**Objective**: Copy the listing below word for word, starting at the line that contains "Exercise. Point to the dirt track" and continuing through the final line of the listing.

Records from a collection
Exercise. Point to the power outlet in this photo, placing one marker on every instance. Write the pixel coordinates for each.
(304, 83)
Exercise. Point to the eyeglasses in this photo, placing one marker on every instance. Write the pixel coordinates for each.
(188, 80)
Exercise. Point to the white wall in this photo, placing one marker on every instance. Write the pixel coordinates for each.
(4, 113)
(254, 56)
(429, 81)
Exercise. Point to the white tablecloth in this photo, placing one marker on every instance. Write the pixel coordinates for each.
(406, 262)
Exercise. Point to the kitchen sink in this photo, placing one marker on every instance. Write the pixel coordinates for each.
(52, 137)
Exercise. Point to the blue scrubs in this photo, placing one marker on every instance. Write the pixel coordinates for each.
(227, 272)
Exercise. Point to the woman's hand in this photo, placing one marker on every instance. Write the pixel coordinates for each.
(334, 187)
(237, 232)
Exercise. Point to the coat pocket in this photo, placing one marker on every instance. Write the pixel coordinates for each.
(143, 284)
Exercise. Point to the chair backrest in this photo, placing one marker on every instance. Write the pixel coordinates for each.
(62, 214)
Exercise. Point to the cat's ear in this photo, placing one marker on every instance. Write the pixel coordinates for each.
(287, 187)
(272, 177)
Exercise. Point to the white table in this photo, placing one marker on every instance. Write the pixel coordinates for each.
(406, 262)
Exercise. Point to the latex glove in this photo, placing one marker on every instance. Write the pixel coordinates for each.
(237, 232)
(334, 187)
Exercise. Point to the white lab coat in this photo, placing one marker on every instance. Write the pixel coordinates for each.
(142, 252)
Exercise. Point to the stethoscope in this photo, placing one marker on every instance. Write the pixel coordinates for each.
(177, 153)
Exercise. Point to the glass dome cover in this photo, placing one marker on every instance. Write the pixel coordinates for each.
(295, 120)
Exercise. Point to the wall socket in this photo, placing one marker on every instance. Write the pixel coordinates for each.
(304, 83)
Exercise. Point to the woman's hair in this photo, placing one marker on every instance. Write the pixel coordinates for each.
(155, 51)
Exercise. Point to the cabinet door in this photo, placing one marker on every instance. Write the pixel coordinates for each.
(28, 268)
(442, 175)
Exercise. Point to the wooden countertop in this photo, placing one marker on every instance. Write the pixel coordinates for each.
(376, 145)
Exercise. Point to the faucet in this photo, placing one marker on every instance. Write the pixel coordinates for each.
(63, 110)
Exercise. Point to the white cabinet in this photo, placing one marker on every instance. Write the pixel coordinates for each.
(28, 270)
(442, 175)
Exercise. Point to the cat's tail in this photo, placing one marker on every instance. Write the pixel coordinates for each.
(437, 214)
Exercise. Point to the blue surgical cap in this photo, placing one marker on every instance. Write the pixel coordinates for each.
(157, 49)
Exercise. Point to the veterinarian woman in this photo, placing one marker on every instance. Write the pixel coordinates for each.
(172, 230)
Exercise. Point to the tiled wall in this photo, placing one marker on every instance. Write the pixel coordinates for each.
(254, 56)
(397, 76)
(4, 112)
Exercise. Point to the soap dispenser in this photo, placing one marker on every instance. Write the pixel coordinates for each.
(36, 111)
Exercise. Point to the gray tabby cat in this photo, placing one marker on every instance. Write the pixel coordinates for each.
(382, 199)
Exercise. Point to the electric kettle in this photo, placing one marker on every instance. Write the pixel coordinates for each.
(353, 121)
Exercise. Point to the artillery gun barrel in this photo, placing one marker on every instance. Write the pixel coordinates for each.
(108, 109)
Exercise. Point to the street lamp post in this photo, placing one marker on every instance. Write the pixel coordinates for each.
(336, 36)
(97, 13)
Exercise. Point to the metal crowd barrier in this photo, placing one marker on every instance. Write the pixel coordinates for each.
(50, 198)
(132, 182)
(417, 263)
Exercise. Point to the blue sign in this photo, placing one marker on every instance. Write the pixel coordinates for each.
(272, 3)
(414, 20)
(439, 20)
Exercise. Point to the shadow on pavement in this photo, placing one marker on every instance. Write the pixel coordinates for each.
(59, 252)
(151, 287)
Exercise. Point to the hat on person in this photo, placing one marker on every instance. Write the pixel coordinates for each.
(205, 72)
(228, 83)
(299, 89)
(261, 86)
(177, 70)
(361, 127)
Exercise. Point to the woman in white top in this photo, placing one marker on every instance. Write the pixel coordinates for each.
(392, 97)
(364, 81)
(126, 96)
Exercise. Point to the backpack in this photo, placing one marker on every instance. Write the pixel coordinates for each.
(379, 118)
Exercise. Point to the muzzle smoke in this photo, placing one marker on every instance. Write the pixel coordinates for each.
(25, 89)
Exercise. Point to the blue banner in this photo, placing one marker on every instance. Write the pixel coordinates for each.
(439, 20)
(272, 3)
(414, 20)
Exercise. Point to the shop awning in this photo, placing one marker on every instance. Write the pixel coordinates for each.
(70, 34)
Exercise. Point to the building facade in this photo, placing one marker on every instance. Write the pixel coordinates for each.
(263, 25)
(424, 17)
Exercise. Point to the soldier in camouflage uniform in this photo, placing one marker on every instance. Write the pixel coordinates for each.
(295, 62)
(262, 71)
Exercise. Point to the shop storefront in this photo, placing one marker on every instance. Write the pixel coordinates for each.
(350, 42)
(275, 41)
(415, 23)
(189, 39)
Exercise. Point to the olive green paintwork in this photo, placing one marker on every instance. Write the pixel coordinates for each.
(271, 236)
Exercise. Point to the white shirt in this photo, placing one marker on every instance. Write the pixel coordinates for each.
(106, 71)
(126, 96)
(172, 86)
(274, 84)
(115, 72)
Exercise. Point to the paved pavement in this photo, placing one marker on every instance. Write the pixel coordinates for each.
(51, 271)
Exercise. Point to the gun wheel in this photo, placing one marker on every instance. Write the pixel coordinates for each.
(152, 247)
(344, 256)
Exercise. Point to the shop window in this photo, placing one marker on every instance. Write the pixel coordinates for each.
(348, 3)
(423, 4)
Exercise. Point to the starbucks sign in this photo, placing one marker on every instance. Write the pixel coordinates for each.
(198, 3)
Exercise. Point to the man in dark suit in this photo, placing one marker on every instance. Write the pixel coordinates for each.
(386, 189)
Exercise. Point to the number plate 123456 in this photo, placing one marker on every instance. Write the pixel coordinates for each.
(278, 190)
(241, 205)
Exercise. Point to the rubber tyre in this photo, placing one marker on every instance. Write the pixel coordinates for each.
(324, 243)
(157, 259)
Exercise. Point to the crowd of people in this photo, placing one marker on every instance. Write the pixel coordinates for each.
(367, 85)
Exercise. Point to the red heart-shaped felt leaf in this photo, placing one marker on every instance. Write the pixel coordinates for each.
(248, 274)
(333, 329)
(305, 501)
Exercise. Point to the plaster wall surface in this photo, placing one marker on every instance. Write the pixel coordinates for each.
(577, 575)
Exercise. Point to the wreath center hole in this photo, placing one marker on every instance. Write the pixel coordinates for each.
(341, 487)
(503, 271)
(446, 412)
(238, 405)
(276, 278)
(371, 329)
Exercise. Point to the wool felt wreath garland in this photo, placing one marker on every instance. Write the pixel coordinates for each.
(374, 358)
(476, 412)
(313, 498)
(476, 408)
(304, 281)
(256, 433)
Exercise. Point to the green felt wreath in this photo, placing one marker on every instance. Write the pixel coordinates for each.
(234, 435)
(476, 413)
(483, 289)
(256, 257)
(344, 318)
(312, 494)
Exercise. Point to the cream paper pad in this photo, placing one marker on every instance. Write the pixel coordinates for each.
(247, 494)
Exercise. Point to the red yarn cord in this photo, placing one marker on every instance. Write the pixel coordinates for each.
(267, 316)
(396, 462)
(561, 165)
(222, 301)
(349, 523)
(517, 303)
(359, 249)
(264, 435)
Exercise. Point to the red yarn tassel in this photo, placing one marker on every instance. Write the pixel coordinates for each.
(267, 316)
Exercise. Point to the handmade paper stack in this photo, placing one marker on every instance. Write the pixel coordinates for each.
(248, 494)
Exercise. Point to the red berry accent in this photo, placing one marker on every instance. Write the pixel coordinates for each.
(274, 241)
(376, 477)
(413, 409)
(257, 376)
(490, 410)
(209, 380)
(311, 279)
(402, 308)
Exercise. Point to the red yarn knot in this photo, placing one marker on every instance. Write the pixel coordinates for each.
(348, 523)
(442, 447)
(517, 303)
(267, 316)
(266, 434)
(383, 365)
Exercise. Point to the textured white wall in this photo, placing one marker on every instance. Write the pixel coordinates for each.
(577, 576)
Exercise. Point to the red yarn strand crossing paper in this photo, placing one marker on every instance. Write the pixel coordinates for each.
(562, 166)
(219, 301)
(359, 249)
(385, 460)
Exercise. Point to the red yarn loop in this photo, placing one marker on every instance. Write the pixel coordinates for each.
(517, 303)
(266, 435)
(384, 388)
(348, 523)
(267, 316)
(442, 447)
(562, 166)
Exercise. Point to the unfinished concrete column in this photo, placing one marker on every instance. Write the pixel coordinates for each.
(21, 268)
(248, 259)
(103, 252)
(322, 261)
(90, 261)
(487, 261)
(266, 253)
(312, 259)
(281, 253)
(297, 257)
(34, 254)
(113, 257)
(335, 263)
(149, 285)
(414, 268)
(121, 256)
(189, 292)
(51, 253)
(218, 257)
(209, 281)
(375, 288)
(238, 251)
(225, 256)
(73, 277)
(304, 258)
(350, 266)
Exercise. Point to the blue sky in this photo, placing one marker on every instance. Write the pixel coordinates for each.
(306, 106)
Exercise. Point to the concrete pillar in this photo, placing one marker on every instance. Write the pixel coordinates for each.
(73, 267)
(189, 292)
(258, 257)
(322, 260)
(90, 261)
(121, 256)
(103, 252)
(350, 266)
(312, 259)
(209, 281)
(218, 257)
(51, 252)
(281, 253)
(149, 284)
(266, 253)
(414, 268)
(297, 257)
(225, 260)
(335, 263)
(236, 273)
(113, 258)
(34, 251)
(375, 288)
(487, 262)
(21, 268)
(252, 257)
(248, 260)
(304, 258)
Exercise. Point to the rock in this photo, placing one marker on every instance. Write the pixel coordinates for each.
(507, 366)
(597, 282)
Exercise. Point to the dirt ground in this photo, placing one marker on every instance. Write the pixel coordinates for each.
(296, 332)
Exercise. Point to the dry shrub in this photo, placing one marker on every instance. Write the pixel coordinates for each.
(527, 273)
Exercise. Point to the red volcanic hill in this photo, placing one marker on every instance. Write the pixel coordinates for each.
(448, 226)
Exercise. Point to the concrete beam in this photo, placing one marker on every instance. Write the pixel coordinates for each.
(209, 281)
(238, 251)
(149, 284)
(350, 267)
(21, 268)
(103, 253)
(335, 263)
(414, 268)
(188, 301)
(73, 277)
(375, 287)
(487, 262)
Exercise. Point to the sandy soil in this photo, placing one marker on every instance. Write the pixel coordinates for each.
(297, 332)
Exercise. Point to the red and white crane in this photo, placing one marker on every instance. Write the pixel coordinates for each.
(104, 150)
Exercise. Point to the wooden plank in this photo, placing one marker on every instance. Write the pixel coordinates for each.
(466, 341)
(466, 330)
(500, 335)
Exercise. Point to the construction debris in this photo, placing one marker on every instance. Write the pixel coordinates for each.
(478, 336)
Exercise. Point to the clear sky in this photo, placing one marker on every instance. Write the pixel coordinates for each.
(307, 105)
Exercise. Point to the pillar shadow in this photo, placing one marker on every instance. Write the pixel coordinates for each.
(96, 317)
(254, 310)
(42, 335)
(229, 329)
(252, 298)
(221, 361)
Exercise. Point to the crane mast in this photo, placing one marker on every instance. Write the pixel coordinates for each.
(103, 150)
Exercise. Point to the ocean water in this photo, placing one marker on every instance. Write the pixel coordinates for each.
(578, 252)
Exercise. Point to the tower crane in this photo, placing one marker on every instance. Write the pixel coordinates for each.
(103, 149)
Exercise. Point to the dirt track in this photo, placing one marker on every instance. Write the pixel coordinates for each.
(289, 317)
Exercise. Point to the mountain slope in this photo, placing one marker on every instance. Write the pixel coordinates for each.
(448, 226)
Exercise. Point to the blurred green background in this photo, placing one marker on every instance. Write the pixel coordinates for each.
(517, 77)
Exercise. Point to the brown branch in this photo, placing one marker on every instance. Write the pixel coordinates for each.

**Correct output**:
Exercise. Point to the dirt track in this photo, placing one marker on every instance. Write the pixel coordinates for each.
(289, 317)
Exercise. Point to the mountain slope in this photo, placing one marker on every instance. Write the pixel coordinates for each.
(448, 226)
Exercise. Point to the blurred green background in this photo, placing one marker on every instance. Write the pixel coordinates for each.
(517, 77)
Exercise. Point to the brown branch in this photo, placing one marker on every instance. Write the pixel coordinates for each.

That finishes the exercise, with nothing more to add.